Perhaps they did - - but it might still be worth more
checking.
But the behavior of Iraq is not the only thing that
needs checking - to reasonable closure.
The Iraquis and other Islamic states might be more willing
to submit to some checking - if other checking was done as
well.
There are many things about the behavior of the United
States that ought to be checked, too. People representing many
nations at the UN know and care about some of them.
If people with real power (especially people with power
in nation states the United States has to listen to) asked for
checking on some key points -- it would happen.
commondata
10/15/02 12:13pm has an eloquent chain of "maybe
if" s.
Maybe if some key things that are already obvious, already
bothering a lot of people - were actually checked - people
could then sort things out so that the world would be a much
safer, more comfortable, and more hopeful place.
Checking implies a certain amount of distrust - some
reservations, small or large - about both honesty and
judgement. Real people, in their real lives - live along a
continuum of trust and distrust - and have to. Why not
acknowledge it?
If Iraquis sometimes lie and evade, 100% American leaders -
even religious leaders - even Republicans - can do so as well.
Bush 2000 Adviser Offered To Use Clout to Help Enron
by Joe Stephens Washington Post Staff Writer Sunday,
February 17, 2002
" Just before the last presidential
election, Bush campaign adviser Ralph Reed offered to help
Enron Corp. deregulate the electricity industry by working
his "good friends" in Washington and by mobilizing religious
leaders and pro-family groups . . . http://www.washingtonpost.com/wp-dyn/articles/A22380-2002Feb16.html
This piece on Reed is well worth reading, because it sets
out technical and social reasons why it can take power, and
authority - to get even "easy" things checked - and not only
in Iraq.
4858 lchic
10/14/02 6:15am
" "FOR 13 days starting Oct. 16, 1962,
"the world stood like a playing card on edge," as Norman
Mailer put it, while President Kennedy and his closest aides
faced down the threat of Soviet missiles in Cuba. Forty
years later, Washington and the world are again on the
brink http://www.nytimes.com/2002/10/13/weekinreview/13PURD.html?8hpist
Maybe if there's some honesty and courage from some leaders
- (and not only American leaders) we could step back from that
brink - and sort out many things, in the interest of the whole
world.
Maybe if people think about where the world now is, they
might get scared enough to think straight, and ask the
questions that need to be asked.
gisterme
- 04:00pm Oct 15, 2002 EST (#
4905 of 4916)
commondata
10/15/02 7:38am
"...- A new alternative energy strategy, aimed
eventually at weaning the west off oil..."
Great idea. I've suggested the same myself.

■ DATA RECORDS:
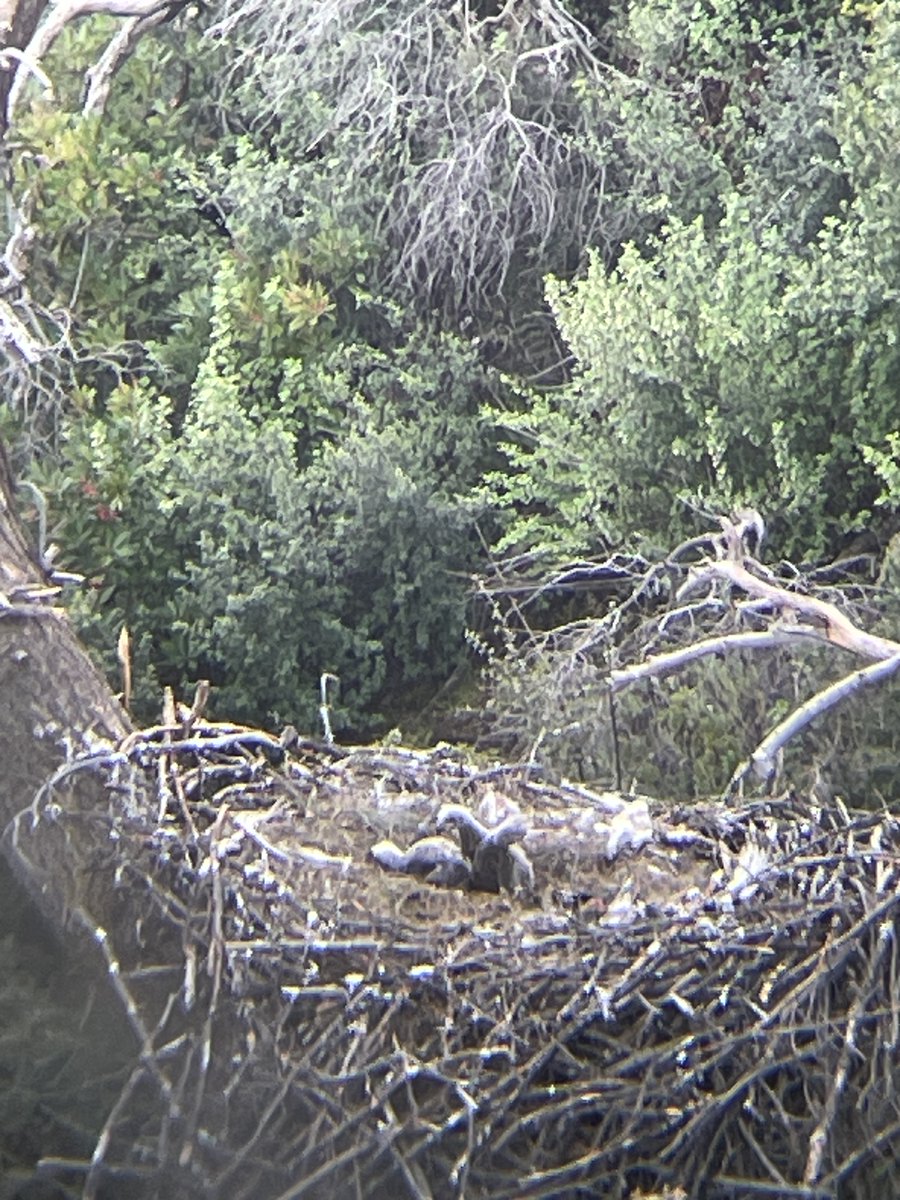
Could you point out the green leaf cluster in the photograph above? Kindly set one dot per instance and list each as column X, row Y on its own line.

* * *

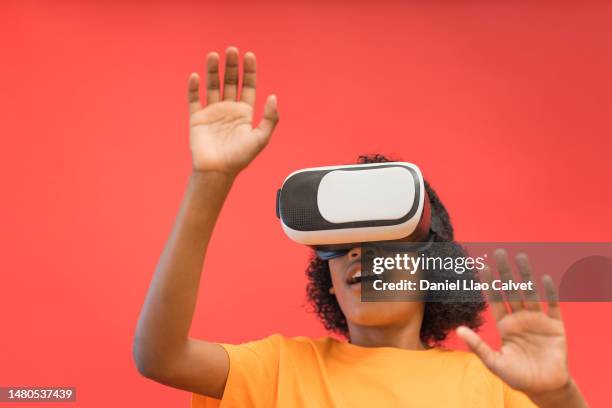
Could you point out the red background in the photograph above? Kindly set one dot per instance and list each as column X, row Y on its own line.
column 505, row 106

■ EXERCISES TO COMPLETE:
1 > Repeat the part of the forum excerpt on checking that begins at the words "The Iraquis and" and stops after "some of them.".
2 > In the forum excerpt on checking, what did Ralph Reed offer to help Enron Corp. do?
3 > Resume the forum excerpt on checking after its last sentence and keep writing.
None of the records is needed here.

■ RESULTS IN ORDER:
1 >
The Iraquis and other Islamic states might be more willing
to submit to some checking - if other checking was done as
well.
There are many things about the behavior of the United
States that ought to be checked, too. People representing many
nations at the UN know and care about some of them.

2 > He offered to help Enron Corp. deregulate the electricity industry.

3 >
"...No longer would the US and others need to manipulate
the Middle East just to safeguard their petrol supply..."
Ummm, if by "manipulation" you mean private US companies
building the middle eatern oil fields in the first place just
to have the nationalized, if you mean paying the going price
for every drop of middle eastern oil used in the US then I'd
have to agree we're manipulating. However, it seems to me,
that once I pay for the gas in my tank, it's mine...no longer
the property of the supplier. Likewise with the crude oil
supply. Once we buy their oil, it's no longer theirs...they
took the money.
Of course, if the alternative energy solution that we'd
both like to see came to pass, that would be the end of any
vestages of wealth in the middle east. After all, by far the
largest source of income in the OPEC nations is from selling
their oil.
Commdata, if you think that buying oil from middle eastern
nations is manipulation, how much more would you complain if
those places became bankrupt because noboby bought their oil?
"...They could let the peoples of the Arab world choose
their own governments for once..."
Let's see...Saudi Arabia is a kingdom and I don't think the
US selected the monarch. Iran? I doubt you'd argue that the
theocracy going on there was installed by the US. How about
Kuwait? That's a kingdom too, I think. The US preserved that
from invasion by Saddam in 1991. How about Iraq? Are you
implying that the US installed Saddam? I believe most of the
middle eastern oil reserves lie in those places.
"...- The US would move its troops out of Saudi Arabia,
healing one of the sores Bin-Laden most likes to inflame: the
presence of "infidels" on holy Muslim soil..."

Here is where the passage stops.